• WHAT YOU ARE ASKED TO DO: Beginning at the line that contains "of the blurred", write out every line down to the end of the records, with both ends kept and nothing added.

[Data entries]
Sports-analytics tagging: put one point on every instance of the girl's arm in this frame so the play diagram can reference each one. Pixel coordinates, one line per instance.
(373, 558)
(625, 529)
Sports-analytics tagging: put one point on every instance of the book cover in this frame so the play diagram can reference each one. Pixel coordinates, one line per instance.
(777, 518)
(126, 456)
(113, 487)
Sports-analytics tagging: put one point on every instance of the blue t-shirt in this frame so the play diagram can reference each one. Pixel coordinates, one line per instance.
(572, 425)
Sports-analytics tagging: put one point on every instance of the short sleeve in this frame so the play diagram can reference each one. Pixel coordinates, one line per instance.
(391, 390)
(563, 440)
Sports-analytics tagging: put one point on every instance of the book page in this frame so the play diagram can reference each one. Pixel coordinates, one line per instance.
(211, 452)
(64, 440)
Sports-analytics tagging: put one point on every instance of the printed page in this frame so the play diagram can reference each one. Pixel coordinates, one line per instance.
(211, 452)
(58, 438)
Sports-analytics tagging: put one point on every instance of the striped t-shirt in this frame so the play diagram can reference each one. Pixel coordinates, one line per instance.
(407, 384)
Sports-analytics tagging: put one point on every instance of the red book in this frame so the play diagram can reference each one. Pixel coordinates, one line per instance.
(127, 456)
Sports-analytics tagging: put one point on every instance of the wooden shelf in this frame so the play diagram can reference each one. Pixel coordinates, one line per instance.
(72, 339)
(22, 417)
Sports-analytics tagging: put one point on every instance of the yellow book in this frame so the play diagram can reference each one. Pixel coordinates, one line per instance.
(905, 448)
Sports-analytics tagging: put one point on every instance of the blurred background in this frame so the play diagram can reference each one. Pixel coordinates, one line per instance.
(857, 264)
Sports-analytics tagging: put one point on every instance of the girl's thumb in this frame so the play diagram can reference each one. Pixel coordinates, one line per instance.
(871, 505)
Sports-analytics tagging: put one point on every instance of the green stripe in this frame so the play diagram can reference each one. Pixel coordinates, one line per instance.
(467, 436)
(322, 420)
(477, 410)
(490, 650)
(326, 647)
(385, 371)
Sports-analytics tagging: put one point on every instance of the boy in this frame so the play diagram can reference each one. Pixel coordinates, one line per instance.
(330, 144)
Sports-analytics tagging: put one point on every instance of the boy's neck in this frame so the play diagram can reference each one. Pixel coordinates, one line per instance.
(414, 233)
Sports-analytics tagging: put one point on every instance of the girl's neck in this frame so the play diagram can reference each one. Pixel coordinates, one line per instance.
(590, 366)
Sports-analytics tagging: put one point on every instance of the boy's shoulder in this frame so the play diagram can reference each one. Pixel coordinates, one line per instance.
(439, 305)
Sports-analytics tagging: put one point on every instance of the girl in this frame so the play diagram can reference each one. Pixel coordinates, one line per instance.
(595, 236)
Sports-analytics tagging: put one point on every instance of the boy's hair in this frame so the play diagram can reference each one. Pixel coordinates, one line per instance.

• OUTPUT OF THE TASK:
Sports-analytics tagging: put one point on every instance of the blurred background in this frame so the play diagram can reference each one. Pixel coordinates, one line per instance.
(857, 264)
Sports-analytics tagging: put one point on every instance of the girl's thumb in this frame so the play diagram can reference each one. Pixel coordinates, one line per instance.
(871, 505)
Sports-analytics tagging: put one point on every instance of the green stripe in this frame so the play diagram can reference each one. Pixel coordinates, one line per instance.
(467, 436)
(322, 420)
(477, 410)
(490, 650)
(326, 647)
(385, 371)
Sports-analytics tagging: put one point on every instance of the boy in this frame so the play diagram can reference each one. Pixel coordinates, one line per instance.
(330, 144)
Sports-analytics tagging: put one point on every instance of the boy's neck in this frame so the play diagram can reference each one. Pixel coordinates, one line per instance.
(414, 233)
Sports-analytics tagging: put one point on every instance of the girl's neck in this frame so the play diagram can reference each one. Pixel coordinates, one line per instance.
(590, 366)
Sports-analytics tagging: put one point on every instance of the boy's shoulder in this frame so the play diagram can reference each one. Pixel coordinates, one line per instance.
(439, 305)
Sports-analytics tagging: put one point on every instance of the girl in this frame so the play diagram can reference each one. Pixel coordinates, one line per instance.
(595, 236)
Sports-analytics tagging: put one point on every instance of the boy's hair in this frame so the play diagram can reference each one. Pixel coordinates, one line per instance.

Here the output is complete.